Stopping the flow of plastic pollution: Single-use plastic bottles eliminated at SFU

September 03, 2021
SFU has eliminated plastic water bottles and is now eliminating plastic pop and juice bottles as well.

Plastic pollution is everywhere. Plastics are found on our city streets, floating in our oceans, in the food we eat and even falling down on us as raindrops.

At SFU, we are stopping the flow of single-use plastic beverage bottles. In 2021, we eliminated plastic beverage bottles from campus dining and vending locations. It's estimated that this bold action will save at least 260,000 plastic bottles each year.

SFU not only is joining other leaders who have eliminated plastic water bottles, but we are taking a step further and eliminating plastic pop and juice bottles as well. Re-use for Good, a task force launched at SFU in 2019, continues to build initiatives to create a culture of reuse across SFU.

This decision to eliminate plastic beverage bottles was made in consultation with and with support from the SFU community. In preparation for this move, SFU recognized a need to increase the accessibility of water refill stations.

Ban the Bottle, a student club and member of the Re-use for Good task force, began working with Facilities Services in 2019 on this goal. Russell Dunsford, past Ban the Bottle President and recent Faculty of Environment graduate, led the review and subsequent recommendations for additional water refill locations, both indoor and outdoor.

“As part of eliminating plastic beverage bottles from campus, it was essential to ensure that water would still be accessible for everyone. Many fountains have already been put in place in areas which previously had limited access”, says Russell.

This student and staff collaboration not only resulted in increased access with a total of 168 water refill stations across all three campuses, and more to come in the future, but engaged students in tangible work to improve their community.

Mark McLaughlin, chief commercial services officer, SFU Ancillary Services, says, “SFU is not only taking a stand against plastic pollution but showing leadership by ensuring accessibility is a top priority.”

That is why Re-use for Good is working to make available a range of reusable products at no charge for community members who need them. Various types of straws of different materials, reusable cutlery and reusable water bottles are offered.

Serena Bains, SFU Disability and Neurodiversity Alliance (DNA) executive, says, “It is critical that any efforts to reduce the use of single-use plastics are done through the framework of climate justice, rather than environmentalism that causes harm to marginalized communities. Thus, collaborating with SFU Ancillary Services to apply a disability justice lens when removing single-use plastic bottles is essential for such a solution to be inclusive for all community members.”

In line with recommendations from SFU Disability and Neurodiversity Alliance (DNA), single-use plastic water bottles will also be available for purchase by request at SFU dining locations for those who need them – no questions asked.

Actions like this have a ripple effect throughout the community. Turn on the water tap, fill up your reusable water bottle and help SFU make waves against the rising tide of plastic pollution.

## MATERIAL PROVIDED

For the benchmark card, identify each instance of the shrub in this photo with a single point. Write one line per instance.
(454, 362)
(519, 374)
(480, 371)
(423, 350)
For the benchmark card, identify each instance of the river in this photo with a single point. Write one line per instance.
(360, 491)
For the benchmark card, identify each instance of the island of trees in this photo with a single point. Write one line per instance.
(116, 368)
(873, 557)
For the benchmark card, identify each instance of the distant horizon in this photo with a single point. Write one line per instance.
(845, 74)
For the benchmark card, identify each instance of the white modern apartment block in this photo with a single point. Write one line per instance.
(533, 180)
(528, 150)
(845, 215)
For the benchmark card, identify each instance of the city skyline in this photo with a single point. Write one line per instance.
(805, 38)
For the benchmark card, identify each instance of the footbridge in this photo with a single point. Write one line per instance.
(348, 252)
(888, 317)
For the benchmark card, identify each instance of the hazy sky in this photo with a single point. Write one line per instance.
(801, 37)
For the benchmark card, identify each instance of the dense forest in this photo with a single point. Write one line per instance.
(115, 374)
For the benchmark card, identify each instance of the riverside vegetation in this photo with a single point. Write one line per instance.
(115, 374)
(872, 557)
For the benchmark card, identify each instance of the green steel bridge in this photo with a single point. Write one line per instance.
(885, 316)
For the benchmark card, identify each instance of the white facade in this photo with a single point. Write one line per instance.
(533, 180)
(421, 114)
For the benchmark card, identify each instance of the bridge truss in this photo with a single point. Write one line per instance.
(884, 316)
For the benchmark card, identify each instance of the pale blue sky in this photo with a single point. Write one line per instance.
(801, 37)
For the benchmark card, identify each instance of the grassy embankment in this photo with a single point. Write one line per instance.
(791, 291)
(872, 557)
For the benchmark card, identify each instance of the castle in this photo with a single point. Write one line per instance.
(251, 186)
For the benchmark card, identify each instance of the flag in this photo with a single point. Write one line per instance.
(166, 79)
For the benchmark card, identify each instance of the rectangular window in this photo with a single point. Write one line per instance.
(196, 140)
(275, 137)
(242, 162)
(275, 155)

## STUDY QUESTIONS
1. Reproduce the SFU plastic bottles article word for word from "September 03, 2021" to "on us as raindrops.".
2. According to the SFU plastic bottles article, how many water refill stations exist across all three SFU campuses?
3. List every place or form in which the SFU plastic bottles article says plastics are found.
Draw only on the SFU plastic bottles article to complete the work.

## ANSWER LIST
1.
September 03, 2021
SFU has eliminated plastic water bottles and is now eliminating plastic pop and juice bottles as well.

Plastic pollution is everywhere. Plastics are found on our city streets, floating in our oceans, in the food we eat and even falling down on us as raindrops.

2. 168 water refill stations.

3.
- On city streets
- Floating in oceans
- In the food we eat
- Falling as raindrops